§ **Yapılacak görevler**
1/ Alıntılanan metne göre ucub insanın kalbine ne yapar?
2/ Alıntılanan metinde "Akıllı adam, hata" sözlerinden "olur, sevabını giderir." sözlerine kadar uzanan bölümü olduğu gibi yineleyin.

§ **Alıntılanan metin**
#####
1. Hata ettiğimizi kabullenmek
2. Hata ettiğimizi anlamak için ölçüyü, ölçü insanı bilmek ve kendimizi ölçü insan ile kıyas etmek
3. Hata etmemek için uyarıları kabullenmek ve hata etmemeye azmetmek
1. Hata ettiğimizi kabullenmek
Bizler insan olarak masum değiliz, hata edebiliriz, ediyoruz da.
Bize gereken, hatayı öğretmen bilmektir.
Öğretmenden ders alınır. Bazen küçük hata, ders ve ibret alınırsa büyük hataya engel olur. Böylece küçük hata bir nimet olur. Ayrıca kendimizi beğenme olan ucuba düşmekten de korunmaya sebep olur.
Akıllı adam, hata ettiğinden dolayı nefsine: “Sen işte bu kadarsın, sen hata ediyorsun, sen kendini iyilerden olduğunu zannetme ve sen hemen tövbe et” demelidir. Çünkü ucub, insanın kalbini köreltir, hatasını göremez olur, hatta hatasını sevap bile zannedebilir. Ucup amelin zayi olmasına da sebep olur, sevabını giderir.
#####
§ **Sağlanan veriler**
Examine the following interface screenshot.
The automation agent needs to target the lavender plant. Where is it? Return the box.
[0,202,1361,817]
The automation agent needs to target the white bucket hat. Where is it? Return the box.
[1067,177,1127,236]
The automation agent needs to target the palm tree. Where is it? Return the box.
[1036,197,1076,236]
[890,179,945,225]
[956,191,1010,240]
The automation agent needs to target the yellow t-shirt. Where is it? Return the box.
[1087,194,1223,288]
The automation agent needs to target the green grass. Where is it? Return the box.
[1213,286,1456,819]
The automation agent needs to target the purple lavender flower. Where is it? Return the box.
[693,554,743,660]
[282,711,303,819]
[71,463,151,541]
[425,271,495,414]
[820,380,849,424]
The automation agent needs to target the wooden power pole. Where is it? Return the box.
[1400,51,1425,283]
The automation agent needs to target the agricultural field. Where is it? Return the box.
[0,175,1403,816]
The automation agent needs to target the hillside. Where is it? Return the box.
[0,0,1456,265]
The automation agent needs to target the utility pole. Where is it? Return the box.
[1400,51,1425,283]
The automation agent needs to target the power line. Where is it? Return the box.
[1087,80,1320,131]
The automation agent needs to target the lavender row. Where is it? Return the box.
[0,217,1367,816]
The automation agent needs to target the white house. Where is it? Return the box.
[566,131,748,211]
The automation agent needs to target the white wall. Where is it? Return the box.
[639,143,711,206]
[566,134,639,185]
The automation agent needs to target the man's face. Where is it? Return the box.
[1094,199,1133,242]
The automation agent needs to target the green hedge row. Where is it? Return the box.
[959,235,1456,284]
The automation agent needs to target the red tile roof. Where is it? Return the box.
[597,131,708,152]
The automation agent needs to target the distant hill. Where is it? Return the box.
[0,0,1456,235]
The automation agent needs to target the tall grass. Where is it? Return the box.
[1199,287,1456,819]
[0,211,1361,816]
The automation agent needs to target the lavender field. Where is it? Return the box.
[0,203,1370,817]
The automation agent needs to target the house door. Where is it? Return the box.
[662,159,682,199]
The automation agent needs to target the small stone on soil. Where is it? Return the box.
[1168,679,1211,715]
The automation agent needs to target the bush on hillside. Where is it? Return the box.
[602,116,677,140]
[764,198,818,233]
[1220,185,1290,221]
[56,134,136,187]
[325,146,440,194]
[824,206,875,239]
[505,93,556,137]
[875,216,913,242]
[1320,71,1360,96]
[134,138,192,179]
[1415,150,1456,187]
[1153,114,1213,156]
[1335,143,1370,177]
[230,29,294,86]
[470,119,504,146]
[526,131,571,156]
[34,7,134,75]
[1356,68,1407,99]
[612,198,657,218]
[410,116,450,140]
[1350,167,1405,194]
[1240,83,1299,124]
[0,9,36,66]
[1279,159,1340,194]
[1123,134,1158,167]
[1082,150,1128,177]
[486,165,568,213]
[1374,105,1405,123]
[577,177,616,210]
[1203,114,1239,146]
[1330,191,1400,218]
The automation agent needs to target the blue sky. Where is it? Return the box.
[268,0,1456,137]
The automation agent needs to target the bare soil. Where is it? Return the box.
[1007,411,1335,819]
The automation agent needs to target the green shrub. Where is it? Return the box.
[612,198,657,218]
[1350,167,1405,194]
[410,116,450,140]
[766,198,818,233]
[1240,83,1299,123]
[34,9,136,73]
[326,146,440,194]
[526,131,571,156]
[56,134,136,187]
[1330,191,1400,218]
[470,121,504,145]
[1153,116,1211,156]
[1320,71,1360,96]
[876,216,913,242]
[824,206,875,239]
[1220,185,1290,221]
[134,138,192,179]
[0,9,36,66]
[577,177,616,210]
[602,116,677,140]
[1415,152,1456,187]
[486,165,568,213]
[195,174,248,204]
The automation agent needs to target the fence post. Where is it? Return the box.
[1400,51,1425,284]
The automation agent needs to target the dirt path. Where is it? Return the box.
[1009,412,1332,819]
#####
§ **Beklenen çıktılar**
1/ Ucub, insanın kalbini köreltir.

2/
Akıllı adam, hata ettiğinden dolayı nefsine: “Sen işte bu kadarsın, sen hata ediyorsun, sen kendini iyilerden olduğunu zannetme ve sen hemen tövbe et” demelidir. Çünkü ucub, insanın kalbini köreltir, hatasını göremez olur, hatta hatasını sevap bile zannedebilir. Ucup amelin zayi olmasına da sebep olur, sevabını giderir.